▶ Page text
⁂

Quote the exact rule it believes was broken, copied verbatim from your rule set.
Quote the exact span of the message that broke it.

A verifier then checks that both quotes are real — that the rule quote actually exists in the rule set the agent claimed, and that the message span actually exists in the message. If either is invented, the decision is rejected before it reaches you or the user. That is what keeps the bot from banning on a hunch: it can only act on something it can point at. In the dashboard, the offending span is highlighted inside the full message so you see precisely what it caught.

Same reasoning model as support

Moderation uses the same explicit-reasoning approach as the support agent. See How the agent decides for the support side. The difference here is the literal-quote requirement and the two separate rule sets below.

Two rule sets

You write rules in two boxes, and which box a rule lives in decides what happens when it matches.

Rule set	What happens on a match	Use it for
Flag for review (propose ban)	The message lands in your review queue with Ban, Mute, and Dismiss buttons. Nothing happens to the user until you decide.	Judgment calls — harassment, off-topic, NSFW outside the right channel. Anything you want a human to confirm.
Auto-ban (optional, off by default)	The bot bans immediately on a verified match, no queue. The action still gets logged so you can review or revert it after the fact.	Only unambiguous spam — crypto pumps, token/airdrop shilling, unapproved invite-link spam, drop-shipping bots.

⁂

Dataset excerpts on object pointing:
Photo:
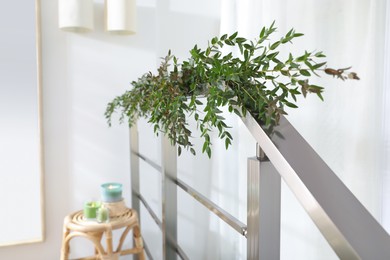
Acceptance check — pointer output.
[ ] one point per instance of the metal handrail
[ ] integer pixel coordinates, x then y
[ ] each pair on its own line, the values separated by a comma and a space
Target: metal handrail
349, 228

⁂

Reproduce the moderation page text word for word, from start to finish.

Quote the exact rule it believes was broken, copied verbatim from your rule set.
Quote the exact span of the message that broke it.

A verifier then checks that both quotes are real — that the rule quote actually exists in the rule set the agent claimed, and that the message span actually exists in the message. If either is invented, the decision is rejected before it reaches you or the user. That is what keeps the bot from banning on a hunch: it can only act on something it can point at. In the dashboard, the offending span is highlighted inside the full message so you see precisely what it caught.

Same reasoning model as support

Moderation uses the same explicit-reasoning approach as the support agent. See How the agent decides for the support side. The difference here is the literal-quote requirement and the two separate rule sets below.

Two rule sets

You write rules in two boxes, and which box a rule lives in decides what happens when it matches.

Rule set	What happens on a match	Use it for
Flag for review (propose ban)	The message lands in your review queue with Ban, Mute, and Dismiss buttons. Nothing happens to the user until you decide.	Judgment calls — harassment, off-topic, NSFW outside the right channel. Anything you want a human to confirm.
Auto-ban (optional, off by default)	The bot bans immediately on a verified match, no queue. The action still gets logged so you can review or revert it after the fact.	Only unambiguous spam — crypto pumps, token/airdrop shilling, unapproved invite-link spam, drop-shipping bots.